Stored records:
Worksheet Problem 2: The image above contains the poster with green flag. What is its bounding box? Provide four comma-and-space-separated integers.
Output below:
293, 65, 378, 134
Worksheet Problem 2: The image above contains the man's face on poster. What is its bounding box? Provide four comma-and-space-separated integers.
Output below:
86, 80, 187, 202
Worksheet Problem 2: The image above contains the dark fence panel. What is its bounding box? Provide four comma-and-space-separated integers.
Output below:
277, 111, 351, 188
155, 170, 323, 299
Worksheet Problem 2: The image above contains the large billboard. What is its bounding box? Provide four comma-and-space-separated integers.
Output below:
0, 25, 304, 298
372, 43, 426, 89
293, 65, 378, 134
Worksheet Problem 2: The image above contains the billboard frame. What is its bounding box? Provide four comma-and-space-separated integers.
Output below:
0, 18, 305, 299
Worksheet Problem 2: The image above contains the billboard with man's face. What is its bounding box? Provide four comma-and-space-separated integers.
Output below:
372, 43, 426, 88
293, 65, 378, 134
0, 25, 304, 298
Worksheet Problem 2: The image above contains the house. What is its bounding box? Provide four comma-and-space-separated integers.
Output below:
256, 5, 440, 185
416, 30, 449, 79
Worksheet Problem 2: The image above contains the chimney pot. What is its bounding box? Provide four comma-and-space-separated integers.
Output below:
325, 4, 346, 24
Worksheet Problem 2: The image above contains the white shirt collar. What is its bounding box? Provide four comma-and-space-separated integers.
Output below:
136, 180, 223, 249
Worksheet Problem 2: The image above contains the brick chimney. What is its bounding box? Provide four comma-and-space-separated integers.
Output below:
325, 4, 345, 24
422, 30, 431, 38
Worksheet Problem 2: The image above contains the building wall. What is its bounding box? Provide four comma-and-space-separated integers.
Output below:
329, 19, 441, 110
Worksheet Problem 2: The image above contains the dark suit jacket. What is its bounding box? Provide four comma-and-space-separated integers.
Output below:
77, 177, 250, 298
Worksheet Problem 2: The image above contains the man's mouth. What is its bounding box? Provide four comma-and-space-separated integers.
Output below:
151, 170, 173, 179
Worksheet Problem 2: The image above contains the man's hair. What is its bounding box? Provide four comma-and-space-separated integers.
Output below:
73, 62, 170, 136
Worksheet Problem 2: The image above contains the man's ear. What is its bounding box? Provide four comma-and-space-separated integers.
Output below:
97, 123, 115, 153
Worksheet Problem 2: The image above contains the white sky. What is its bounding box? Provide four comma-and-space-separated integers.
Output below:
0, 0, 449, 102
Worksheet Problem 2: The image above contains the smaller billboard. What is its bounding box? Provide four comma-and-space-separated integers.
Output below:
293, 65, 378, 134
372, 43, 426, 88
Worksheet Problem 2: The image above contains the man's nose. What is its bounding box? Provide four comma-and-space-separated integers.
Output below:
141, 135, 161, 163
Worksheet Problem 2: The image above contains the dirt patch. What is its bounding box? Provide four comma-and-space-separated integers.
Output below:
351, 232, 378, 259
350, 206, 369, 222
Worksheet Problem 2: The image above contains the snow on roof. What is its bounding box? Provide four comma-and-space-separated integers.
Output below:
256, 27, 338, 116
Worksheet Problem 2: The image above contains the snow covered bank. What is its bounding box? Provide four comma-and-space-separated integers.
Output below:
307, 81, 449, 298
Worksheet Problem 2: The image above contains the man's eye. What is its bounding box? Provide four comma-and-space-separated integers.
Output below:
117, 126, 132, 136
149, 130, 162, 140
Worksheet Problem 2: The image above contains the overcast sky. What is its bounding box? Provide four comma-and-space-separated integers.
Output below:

TO BE DONE: Can you rewrite the listing, swapping every "bounding box" for "enclosing rectangle" and leaving everything else untouched?

ANSWER IN FULL:
Worksheet Problem 2: The image above contains the poster with green flag. What is its enclosing rectangle? Provide four comma-and-space-separated integers.
Output below:
293, 65, 378, 134
Worksheet Problem 2: The image above contains the man's face on poster. What is its enclosing rectangle? Provide four comma-and-space-separated integers.
Output below:
86, 80, 187, 202
Worksheet Problem 2: The image above contains the dark fence panel. What is its enclosing rectangle? Provide four comma-and-space-separated integers.
Output below:
277, 111, 351, 188
155, 170, 323, 299
Worksheet Problem 2: The image above contains the large billboard. What is its enclosing rectangle? Provide four comma-and-space-separated integers.
Output below:
0, 25, 304, 298
372, 43, 426, 89
293, 65, 378, 134
Worksheet Problem 2: The image above contains the billboard frame. What is its enclosing rectangle? Provide four comma-and-space-separated integers.
Output below:
0, 18, 305, 299
Worksheet Problem 2: The image above contains the billboard with man's face. What is its enclosing rectangle? Provide four comma-and-space-separated integers.
Output below:
372, 43, 426, 88
293, 65, 378, 134
0, 25, 304, 298
Worksheet Problem 2: The image above contains the house. What is its enclosing rectangle? Provide four comma-and-space-separated integers.
Output below:
256, 5, 440, 185
416, 30, 449, 79
Worksheet Problem 2: The image above contains the chimney pot. What is its enclosing rectangle? Provide four comma-and-space-separated integers.
Output below:
325, 4, 346, 24
Worksheet Problem 2: The image above contains the white shirt collar. What is its enclosing rectangle? Provide four comma-and-space-separated integers.
Output below:
136, 180, 223, 249
Worksheet Problem 2: The image above contains the brick chimney. What is its enclosing rectangle? Provide four comma-and-space-separated integers.
Output below:
325, 4, 345, 24
422, 30, 431, 38
Worksheet Problem 2: The image above contains the building wall. What is its enclosing rectangle? Provide four comma-and-space-separated integers.
Output below:
329, 19, 441, 110
Worksheet Problem 2: The image above contains the dark suit jacket. What is its enclosing rectangle? Provide four comma-and-space-separated integers.
Output below:
77, 177, 250, 298
Worksheet Problem 2: The image above contains the man's mouth. What is its enclosing rectangle? Provide four comma-and-space-separated integers.
Output below:
151, 170, 173, 179
Worksheet Problem 2: The image above contains the man's hair. What is its enclosing rectangle? Provide four comma-and-space-separated integers.
Output below:
73, 62, 170, 136
Worksheet Problem 2: The image above contains the man's ear. What is its enclosing rectangle? Provide four comma-and-space-separated integers.
Output below:
97, 123, 115, 153
Worksheet Problem 2: The image above contains the white sky. What is its enclosing rectangle? Provide four comma-and-space-separated integers.
Output below:
0, 0, 449, 102
Worksheet Problem 2: The image above contains the smaller billboard. What is its enclosing rectangle? Provide four comma-and-space-separated integers.
Output below:
293, 65, 378, 134
372, 43, 426, 88
Worksheet Problem 2: The image above contains the man's nose. What is its enclosing rectangle? Provide four comma-and-space-separated integers.
Output below:
141, 135, 161, 163
Worksheet Problem 2: The image above contains the dirt patch. What is its enclosing rectangle? Provide four comma-and-space-separated integers.
Output below:
351, 232, 378, 259
350, 206, 369, 222
Worksheet Problem 2: The image above contains the snow on roof. What is its enclosing rectangle? Provide four comma-and-space-separated integers.
Output below:
256, 27, 338, 116
Worksheet Problem 2: The image above contains the snow covered bank. What is its enclosing rectangle? Provide four comma-and-space-separated integers.
Output below:
307, 81, 449, 298
Worksheet Problem 2: The image above contains the man's eye. What is its enclosing rectangle? Provide four comma-and-space-separated integers.
Output below:
117, 126, 132, 136
149, 130, 162, 140
Worksheet Problem 2: The image above contains the overcast sky. What is its enclosing rectangle? Provide four comma-and-space-separated integers.
Output below:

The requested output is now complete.